Disangka Gas

--

Oleh: Dahlan Iskan

MESKI Kediri sudah punya bandara besar, saya dari Kediri harus balik dulu ke Surabaya untuk ke Jakarta. Rabu kemarin dulu. KPK memanggil saya Rabu itu pukul 14.00.

Pesawat dari Kediri langsung ke Jakarta, hari itu, adanya pukul 08.20. Padahal acara saya di Kediri baru dimulai pukul 09.00. Maka selesai acara saya buru-buru ke Juanda. Dapat pesawat pukul 14.00.

"Kemungkinan besar saya baru bisa sampai gedung KPK pukul 16.20,” kata saya pada staf di KPK.

Dari bandara Cengkareng saya langsung ke Kuningan. Tidak terjadi kemacetan yang berarti. Padahal pada jam seperti itu biasanya macet-macetnya Jakarta. Tepat pukul 16.30 saya tiba di KPK. Puluhan wartawan terlihat mencegat saya di depan gedung KPK.

Sudah sampai di lobi KPK pun saya masih mengira akan diperiksa soal korupsi di Perusahaan Gas Negara (PGN).

Saya pernah baca di media --bulan lalu? -- bahwa KPK menemukan kasus korupsi gas di PGN. Sudah menetapkan tersangkanya.

Maka sejak membaca berita itu saya sudah mengira: akan di panggil KPK lagi. Akan jadi saksi lagi. Apa boleh buat. Jabatan menteri ternyata hanya membuat bangga saat menjabat saja. Setelah itu urusannya masih panjang.

* BAHAN YANG DISEDIAKAN:
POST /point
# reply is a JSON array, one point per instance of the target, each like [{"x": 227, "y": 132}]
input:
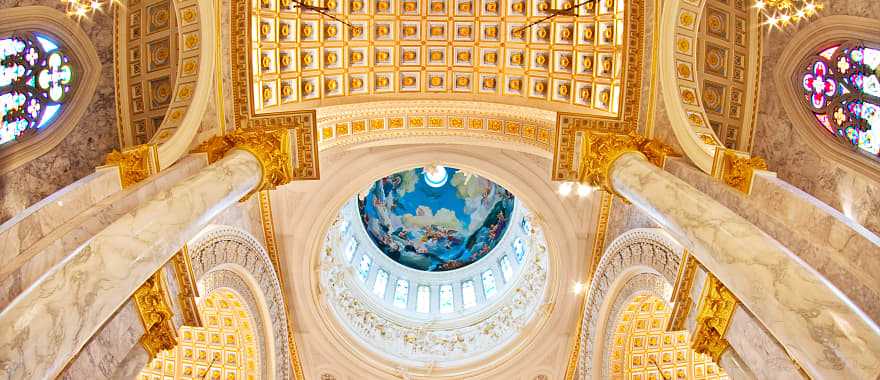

* TUGAS ANDA:
1. Menurut kutipan tentang panggilan KPK, pukul berapa penulis tiba di gedung KPK?
2. Tentukan apakah setiap pernyataan berikut sesuai dengan kutipan tentang panggilan KPK. Jawab ya atau tidak, lalu kutip kata-kata penentunya secara tepat.
(a) Pesawat langsung dari Kediri ke Jakarta pada hari itu berangkat pukul 08.20.
(b) Perjalanan dari bandara Cengkareng ke Kuningan terhambat kemacetan parah.
(c) KPK memanggil penulis pada pukul 14.00.
3. Sambung kutipan tentang panggilan KPK, mulai setelah kalimat terakhirnya.

* JAWABAN LATIHAN:
1. Pukul 16.30.

2.
(a) Ya: "Pesawat dari Kediri langsung ke Jakarta, hari itu, adanya pukul 08.20."
(b) Tidak: "Tidak terjadi kemacetan yang berarti."
(c) Ya: "KPK memanggil saya Rabu itu pukul 14.00."

3.
Maka saya persiapkan ingatan saya soal PGN. Sudah begitu banyak yang lupa.

Waktu itu PGN akan menempatkan stasiun gasifikasi terapung di lepas pantai Belawan, Medan. Bentuknya kapal.

Kapal itu akan menerima kiriman gas cair (LNG) dari luar negeri. Lalu gas cair itu diubah menjadi gas biasa di dalam kapal tersebut.

Dari kapal itu gas-nya dikirim pakai pipa ke Belawan. Lalu dari Belawan disalurkan ke Medan.

Itu langkah yang sangat bagus. Medan memang kekurangan gas. Sebagai kota industri terbesar di Sumatera gas adalah ibarat darah kehidupan bagi badan.

Saya sekaligus kaget mendengar rencana itu. Penyebabnya: saya sudah memutuskan cara lain untuk mengatasi kelangkaan gas di Medan.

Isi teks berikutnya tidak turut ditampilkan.